# Task directions:
Reproduce every item below word for word, omitting the pictures.

# Image region outline records:
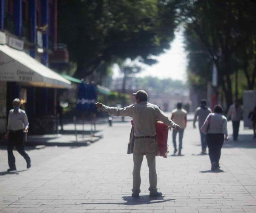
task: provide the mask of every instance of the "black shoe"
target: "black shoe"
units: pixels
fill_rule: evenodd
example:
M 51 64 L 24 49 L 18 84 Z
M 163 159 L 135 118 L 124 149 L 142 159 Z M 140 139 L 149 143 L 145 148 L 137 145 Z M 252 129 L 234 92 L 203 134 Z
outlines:
M 132 197 L 133 198 L 139 198 L 139 194 L 138 193 L 132 193 Z
M 16 169 L 16 167 L 15 168 L 10 168 L 9 169 L 8 169 L 8 170 L 7 170 L 7 172 L 11 172 L 12 171 L 15 171 L 17 169 Z
M 216 169 L 216 163 L 215 162 L 214 162 L 212 163 L 212 167 L 211 168 L 211 170 L 212 171 L 214 171 Z
M 150 192 L 149 193 L 149 196 L 150 198 L 155 198 L 156 197 L 161 197 L 162 196 L 161 192 L 158 192 L 158 191 L 155 191 L 154 192 Z
M 26 161 L 26 168 L 29 169 L 31 167 L 31 161 Z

# Full solution:
task: provide the mask of every instance of the "black shoe"
target: "black shoe"
units: pixels
fill_rule: evenodd
example:
M 51 64 L 24 49 L 18 84 Z
M 163 159 L 135 118 L 124 149 L 142 159 Z M 140 139 L 149 143 L 145 148 L 137 145 Z M 252 129 L 234 92 L 203 134 Z
outlines:
M 132 197 L 133 198 L 139 198 L 139 194 L 138 193 L 132 193 Z
M 16 169 L 16 167 L 15 168 L 10 168 L 9 169 L 8 169 L 8 170 L 7 170 L 7 172 L 11 172 L 12 171 L 15 171 L 17 169 Z
M 216 169 L 216 163 L 215 162 L 214 162 L 212 163 L 212 167 L 211 168 L 211 170 L 212 171 L 214 171 Z
M 150 192 L 149 193 L 149 196 L 150 198 L 155 198 L 156 197 L 161 197 L 162 196 L 161 192 L 158 192 L 158 191 L 155 191 L 154 192 Z
M 26 161 L 26 168 L 29 169 L 31 167 L 31 161 Z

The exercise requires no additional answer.